Stored data entries:

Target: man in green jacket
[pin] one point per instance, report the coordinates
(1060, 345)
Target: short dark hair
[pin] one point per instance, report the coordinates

WHAT YOU ARE ASKED TO DO:
All of the entries above need to be printed again exactly.

COMPLETED TASK:
Target: man in green jacket
[pin] one point per instance, report the coordinates
(1060, 345)
Target: short dark hair
[pin] one point per instance, report the coordinates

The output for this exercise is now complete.